■ Exercise goal
Work through the records that follow and return each line containing the word "wooden".

■ The data
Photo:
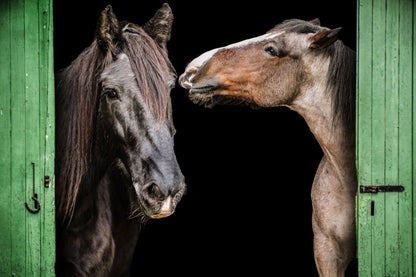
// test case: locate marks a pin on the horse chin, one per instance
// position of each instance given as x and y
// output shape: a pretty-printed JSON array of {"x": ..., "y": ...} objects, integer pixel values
[{"x": 211, "y": 99}]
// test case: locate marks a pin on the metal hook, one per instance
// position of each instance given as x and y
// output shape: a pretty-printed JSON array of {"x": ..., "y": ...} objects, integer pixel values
[
  {"x": 35, "y": 196},
  {"x": 37, "y": 205}
]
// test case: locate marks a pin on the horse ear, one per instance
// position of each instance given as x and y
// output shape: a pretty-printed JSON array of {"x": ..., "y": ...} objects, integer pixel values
[
  {"x": 160, "y": 25},
  {"x": 107, "y": 29},
  {"x": 315, "y": 21},
  {"x": 324, "y": 38}
]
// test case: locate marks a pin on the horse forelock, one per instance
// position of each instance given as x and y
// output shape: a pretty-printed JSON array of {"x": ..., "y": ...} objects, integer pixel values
[
  {"x": 76, "y": 100},
  {"x": 151, "y": 67}
]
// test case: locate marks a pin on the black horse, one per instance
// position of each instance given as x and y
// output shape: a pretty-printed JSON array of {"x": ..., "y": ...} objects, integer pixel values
[{"x": 115, "y": 161}]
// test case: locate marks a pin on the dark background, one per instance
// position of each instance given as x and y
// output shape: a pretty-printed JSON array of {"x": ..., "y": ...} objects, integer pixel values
[{"x": 249, "y": 172}]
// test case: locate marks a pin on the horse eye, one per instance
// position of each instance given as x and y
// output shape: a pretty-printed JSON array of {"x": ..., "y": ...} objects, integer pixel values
[
  {"x": 111, "y": 93},
  {"x": 271, "y": 51}
]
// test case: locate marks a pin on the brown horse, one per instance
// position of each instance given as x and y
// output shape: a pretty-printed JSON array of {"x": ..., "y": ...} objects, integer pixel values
[{"x": 301, "y": 65}]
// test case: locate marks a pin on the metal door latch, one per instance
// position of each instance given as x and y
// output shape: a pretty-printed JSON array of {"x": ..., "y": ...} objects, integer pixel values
[{"x": 376, "y": 189}]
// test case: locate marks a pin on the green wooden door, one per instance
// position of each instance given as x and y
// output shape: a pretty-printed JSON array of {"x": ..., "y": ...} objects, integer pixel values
[
  {"x": 27, "y": 241},
  {"x": 386, "y": 146}
]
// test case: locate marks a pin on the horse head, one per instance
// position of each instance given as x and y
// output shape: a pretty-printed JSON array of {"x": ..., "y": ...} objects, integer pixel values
[
  {"x": 265, "y": 71},
  {"x": 134, "y": 121},
  {"x": 115, "y": 113}
]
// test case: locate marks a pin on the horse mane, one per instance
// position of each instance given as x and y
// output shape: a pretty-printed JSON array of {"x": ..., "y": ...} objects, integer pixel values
[
  {"x": 341, "y": 73},
  {"x": 77, "y": 92}
]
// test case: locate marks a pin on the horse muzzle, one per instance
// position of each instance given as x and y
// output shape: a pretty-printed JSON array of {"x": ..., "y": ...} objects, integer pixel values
[{"x": 156, "y": 203}]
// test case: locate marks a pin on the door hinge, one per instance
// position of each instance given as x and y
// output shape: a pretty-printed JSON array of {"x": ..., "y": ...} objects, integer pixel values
[{"x": 376, "y": 189}]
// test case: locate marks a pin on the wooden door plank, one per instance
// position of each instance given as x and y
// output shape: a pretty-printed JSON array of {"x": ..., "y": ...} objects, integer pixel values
[
  {"x": 18, "y": 168},
  {"x": 364, "y": 134},
  {"x": 405, "y": 139},
  {"x": 5, "y": 126},
  {"x": 392, "y": 136},
  {"x": 48, "y": 132},
  {"x": 378, "y": 135},
  {"x": 33, "y": 165}
]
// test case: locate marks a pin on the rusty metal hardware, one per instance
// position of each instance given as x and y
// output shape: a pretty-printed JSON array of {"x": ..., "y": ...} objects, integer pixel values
[
  {"x": 376, "y": 189},
  {"x": 35, "y": 196}
]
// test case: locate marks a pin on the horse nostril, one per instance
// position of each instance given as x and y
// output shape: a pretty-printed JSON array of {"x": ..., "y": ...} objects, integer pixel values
[
  {"x": 153, "y": 191},
  {"x": 185, "y": 80}
]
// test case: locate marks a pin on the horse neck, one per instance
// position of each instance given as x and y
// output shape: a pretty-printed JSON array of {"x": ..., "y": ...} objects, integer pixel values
[{"x": 336, "y": 139}]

■ Solution to this problem
// test case: locate marks a pin on the green wooden door, one per instance
// test case: locate marks a pin on the wooden door plank, one per instance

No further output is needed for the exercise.